TEXT:

====================

The byte marking technique should provide better performance over logging.
And, while its memory consumption is bounded, that consumption is guaranteed to
be a large fraction of the window.  For each byte in the window, we really need
three bits, one for each of the possible operations (put, get, and accumulate).
It might useful to keep a list of the processes that accessed the window so
that the potential violators can be reported to the user.

Ok.  We can do this with 2 bits actually, indicating what has occurred already:
00 - nothing
01 - put
10 - get
11 - accumulate

Then you can test to see if future operations break the rules.

proposal:
- allow people to at compile time compile OUT additional debugging stuff with a
  flag (in by default)
- allow it to be turned on and off at runtime via env. variable or whatever

----------

\section{passive target accumulate, exclusive lock}

you have an exclusive lock, you're doing a get on one set of things and
an accumulate on another set of things.

assume they are nonoverlapping datatypes.

mpi_win_lock(exclusive, rank, assert, win)
mpi_get(A,...)
mpi_accumulate(B,...,sum)
mpi_win_unlock()

for cache coherent shared memory (only)
---------------------------------------
one option:
  lock the appropriate window with interprocess_lock()
  do the get
  do the accumulate
  interprocess_unlock()

====================

DATA:
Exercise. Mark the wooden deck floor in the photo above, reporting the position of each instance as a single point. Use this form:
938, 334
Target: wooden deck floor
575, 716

====================

REQUEST: Write the next part of the design notes on MPI one-sided window operations, picking up after the final line shown.

FINAL RESULT:
- if the regions of the window didn't overlap, it might be better to 
  lock only the region(s) of interest.
- if the window is local, then this is the option to use

another option:
  don't do anything much on win_lock
  cache get
  cache acc
  interprocess_lock(), do get, do acc, unlock() as a result of win_unlock()

reordering of cached access could maybe be a win...

for remotely accessible memory (only)
-------------------------------------
there will be a lock on the remote system
there will be some sort of agent

one option:
  agent lock request
  do the get, either directly or through the agent
  do the accumulate, again through the agent or directly
  agent unlock request

option two:
   agent lock/start request, including some inefficient stuff
   do direct accesses directly that are efficient
   agent complete/unlock request

option three:
   single message that defines the entire access epoch, start to finish.

these cover the majority of the issues

side note:
  if we have a numa system in some cases it might be more efficient to 
  have the process local to the memory region pack data for a get into a
  contiguous region, then the remote process can grab that instead of 
  some set of discontiguous elements.  the same process could be used 
  for puts or accumulates.
  
if we want to pipeline things, then we need to have something between 
options two and three.  we want to be able to get overlap of computation
(of buffer packing) and communication of rdma options.

we can use the win info structure to help tune when we try to pipeline, when 
we wait to pack at end, and so on.

side note on lapi: 
  things like lapi have atomic counters which we might be able to use
  to avoid explicit unlock calls.  set to one when i'm done
  
  we might be able to use these same counters to perform locks, but that would
  be a nasty polling problem i think.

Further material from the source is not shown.